AVAILABLE RECORDS:

++++++++++

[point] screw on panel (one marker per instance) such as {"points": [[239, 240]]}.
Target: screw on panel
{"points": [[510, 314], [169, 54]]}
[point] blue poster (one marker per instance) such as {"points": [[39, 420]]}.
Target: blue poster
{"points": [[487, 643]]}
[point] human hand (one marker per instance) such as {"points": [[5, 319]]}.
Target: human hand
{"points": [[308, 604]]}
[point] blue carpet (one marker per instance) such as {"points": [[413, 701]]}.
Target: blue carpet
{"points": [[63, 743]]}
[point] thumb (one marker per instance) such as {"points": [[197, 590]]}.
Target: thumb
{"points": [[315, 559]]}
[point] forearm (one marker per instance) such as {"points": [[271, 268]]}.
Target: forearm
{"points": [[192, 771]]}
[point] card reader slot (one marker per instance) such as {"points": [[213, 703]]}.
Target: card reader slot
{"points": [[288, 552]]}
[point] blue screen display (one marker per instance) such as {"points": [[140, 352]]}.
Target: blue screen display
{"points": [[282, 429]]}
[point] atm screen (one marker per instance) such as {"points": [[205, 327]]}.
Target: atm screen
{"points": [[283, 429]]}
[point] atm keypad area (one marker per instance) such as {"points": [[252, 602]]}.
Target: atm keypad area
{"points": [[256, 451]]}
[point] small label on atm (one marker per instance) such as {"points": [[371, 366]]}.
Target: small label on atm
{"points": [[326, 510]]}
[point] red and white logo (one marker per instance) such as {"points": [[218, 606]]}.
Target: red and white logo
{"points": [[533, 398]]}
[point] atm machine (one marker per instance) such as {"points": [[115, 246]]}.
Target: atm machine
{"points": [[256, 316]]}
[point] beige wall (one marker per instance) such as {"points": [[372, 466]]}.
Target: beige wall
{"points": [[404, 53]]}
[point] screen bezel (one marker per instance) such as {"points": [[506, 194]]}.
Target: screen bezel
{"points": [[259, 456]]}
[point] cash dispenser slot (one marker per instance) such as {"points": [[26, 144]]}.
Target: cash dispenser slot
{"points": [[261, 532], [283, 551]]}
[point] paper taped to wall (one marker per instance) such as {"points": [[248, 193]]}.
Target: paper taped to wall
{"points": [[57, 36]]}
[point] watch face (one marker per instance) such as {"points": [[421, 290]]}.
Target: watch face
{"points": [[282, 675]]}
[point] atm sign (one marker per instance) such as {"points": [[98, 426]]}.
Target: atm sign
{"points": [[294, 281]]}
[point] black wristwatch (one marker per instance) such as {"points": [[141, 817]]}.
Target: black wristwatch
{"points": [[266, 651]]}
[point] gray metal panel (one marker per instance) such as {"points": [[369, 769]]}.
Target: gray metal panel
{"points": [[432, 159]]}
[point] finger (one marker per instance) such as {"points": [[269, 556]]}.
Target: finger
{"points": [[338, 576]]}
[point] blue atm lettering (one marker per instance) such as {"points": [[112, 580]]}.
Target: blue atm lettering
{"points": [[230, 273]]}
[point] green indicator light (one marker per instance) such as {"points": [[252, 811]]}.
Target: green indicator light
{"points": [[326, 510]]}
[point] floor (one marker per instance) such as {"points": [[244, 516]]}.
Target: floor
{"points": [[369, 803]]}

++++++++++

OBJECTIVE: Starting with the line that contains "[point] finger (one" and going on through the last line of the entries, give those lines as a numbered list, with blank lines left out.

EXERCISE SOLUTION:
1. [point] finger (one marker per instance) such as {"points": [[269, 556]]}.
2. Target: finger
3. {"points": [[338, 576]]}
4. [point] blue atm lettering (one marker per instance) such as {"points": [[112, 580]]}.
5. Target: blue atm lettering
6. {"points": [[230, 273]]}
7. [point] green indicator light (one marker per instance) such as {"points": [[252, 811]]}.
8. Target: green indicator light
9. {"points": [[326, 510]]}
10. [point] floor (one marker per instance) such as {"points": [[244, 516]]}.
11. Target: floor
12. {"points": [[369, 803]]}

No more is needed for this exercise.